----- Extract -----

Regular readers may recall the frustration I reported when calls to Uniontown Hospital to alert them to a security breach went unanswered. I’m not the only one who can’t get a response when a response might be in the entity’s best interests. Consider this report by security blogger Brian Krebs:

Organized hackers in Ukraine and Russia stole more than $1 million from a public hospital in Washington state earlier this month. The costly cyberheist was carried out with the help of nearly 100 different accomplices in the United States who were hired through work-at-home job scams run by a crime gang that has been fleecing businesses for the past five years.

Last Friday, The Wenatchatee World broke the news of the heist, which struck Chelan County Public Hospital No. 1, one of several hospitals managed by the Cascade Medical Center in Leavenworth, Wash. The publication said the attack occurred on Apr. 19, and moved an estimated $1.03 million out of the hospital’s payroll account into 96 different bank accounts, mostly at banks in the Midwest and East Coast.

On Wednesday of last week, I began alerting the hospital that it had apparently been breached. Neither the hospital nor the staff at Cascade Medical returned repeated calls. I reached out to the two entities because I’d spoken with two unwitting accomplices who were used in the scam, and who reported helping to launder more than $14,000 siphoned from the hospital’s accounts.

Read more on KrebsOnSecurity.

Maybe if insurers decline to cover losses if they find out that someone tried to warn the entity and the entity ignored or failed to respond to the attempted alerts, it would help?

-----

Task set:
- 1) In the text about the hospital cyberheist, on what date did the attack occur?
- 2) From the text about the hospital cyberheist, copy the part that opens with the words containing "Regular readers may" and closes with "past five years.".

----- Study material -----

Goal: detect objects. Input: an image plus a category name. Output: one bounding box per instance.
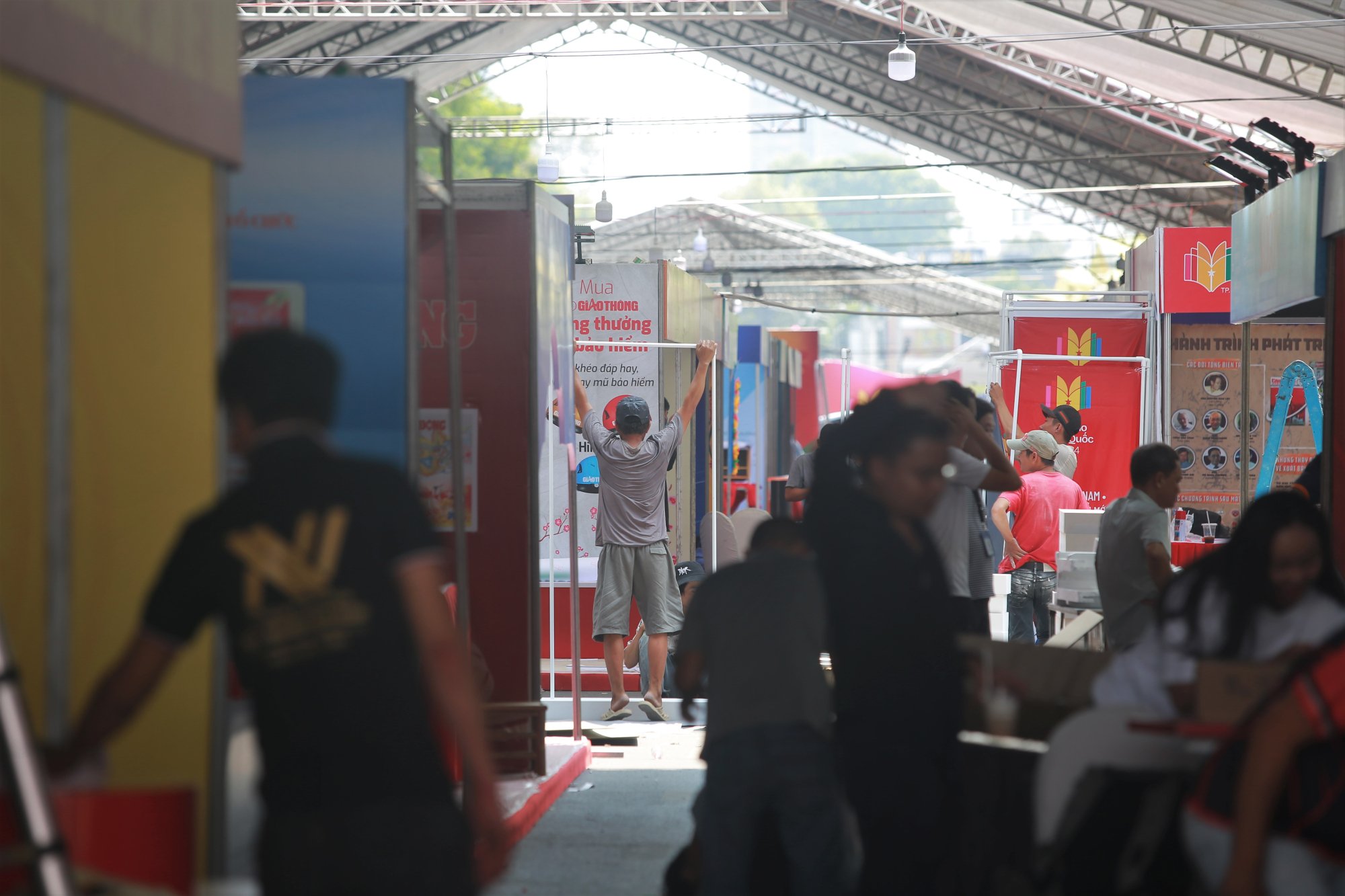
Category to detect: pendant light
[537,59,561,183]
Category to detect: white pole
[706,352,720,573]
[1007,352,1022,463]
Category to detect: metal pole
[1237,321,1248,517]
[706,358,720,572]
[841,348,853,419]
[546,376,554,700]
[440,130,472,646]
[565,454,584,741]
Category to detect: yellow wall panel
[67,104,221,842]
[0,71,47,731]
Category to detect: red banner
[999,360,1143,507]
[822,359,962,413]
[1159,227,1233,315]
[1013,317,1149,355]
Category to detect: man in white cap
[990,429,1089,645]
[574,340,718,721]
[990,382,1084,479]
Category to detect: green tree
[417,82,537,180]
[732,153,962,251]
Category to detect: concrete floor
[486,721,705,896]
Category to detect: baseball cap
[1005,429,1060,460]
[616,395,650,429]
[675,560,707,588]
[1041,405,1084,438]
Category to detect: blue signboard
[229,77,416,467]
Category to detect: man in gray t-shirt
[784,422,839,501]
[1096,442,1182,650]
[925,380,1022,638]
[574,341,718,721]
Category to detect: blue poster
[229,77,416,469]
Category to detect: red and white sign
[999,317,1147,507]
[1158,227,1233,315]
[225,282,304,339]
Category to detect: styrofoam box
[1056,588,1102,610]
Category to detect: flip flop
[640,700,670,721]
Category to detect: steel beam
[1028,0,1345,108]
[238,0,790,22]
[635,9,1228,233]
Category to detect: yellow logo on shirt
[225,507,369,666]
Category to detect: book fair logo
[1056,327,1102,366]
[1181,242,1233,292]
[1046,376,1092,410]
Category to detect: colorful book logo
[1046,374,1092,410]
[1181,242,1233,292]
[1056,327,1102,366]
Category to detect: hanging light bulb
[888,31,916,81]
[537,142,561,183]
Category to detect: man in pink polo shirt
[990,429,1089,645]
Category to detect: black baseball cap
[616,395,650,429]
[1041,405,1084,438]
[675,560,707,589]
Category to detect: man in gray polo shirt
[1098,442,1182,650]
[574,341,718,721]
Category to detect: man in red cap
[990,382,1084,479]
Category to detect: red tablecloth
[1171,541,1224,567]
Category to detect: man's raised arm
[574,370,593,422]
[678,339,720,426]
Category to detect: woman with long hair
[1093,491,1345,719]
[804,390,962,896]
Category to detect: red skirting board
[504,737,593,846]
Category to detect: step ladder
[0,610,77,896]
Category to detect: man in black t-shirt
[50,329,504,896]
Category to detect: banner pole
[546,390,554,700]
[565,339,584,741]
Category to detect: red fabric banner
[999,360,1143,507]
[1159,227,1233,315]
[1013,317,1149,364]
[1001,317,1149,507]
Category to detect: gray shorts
[593,541,682,641]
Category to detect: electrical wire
[549,149,1219,184]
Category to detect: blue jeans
[695,724,858,896]
[1007,560,1056,645]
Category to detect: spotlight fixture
[1205,156,1266,204]
[888,31,916,81]
[537,142,561,183]
[1251,118,1317,173]
[1228,137,1289,187]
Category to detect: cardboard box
[1196,659,1289,725]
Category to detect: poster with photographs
[1167,323,1326,521]
[418,407,480,532]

-----

Task results:
- 1) The attack occurred on Apr. 19.

- 2)
Regular readers may recall the frustration I reported when calls to Uniontown Hospital to alert them to a security breach went unanswered. I’m not the only one who can’t get a response when a response might be in the entity’s best interests. Consider this report by security blogger Brian Krebs:

Organized hackers in Ukraine and Russia stole more than $1 million from a public hospital in Washington state earlier this month. The costly cyberheist was carried out with the help of nearly 100 different accomplices in the United States who were hired through work-at-home job scams run by a crime gang that has been fleecing businesses for the past five years.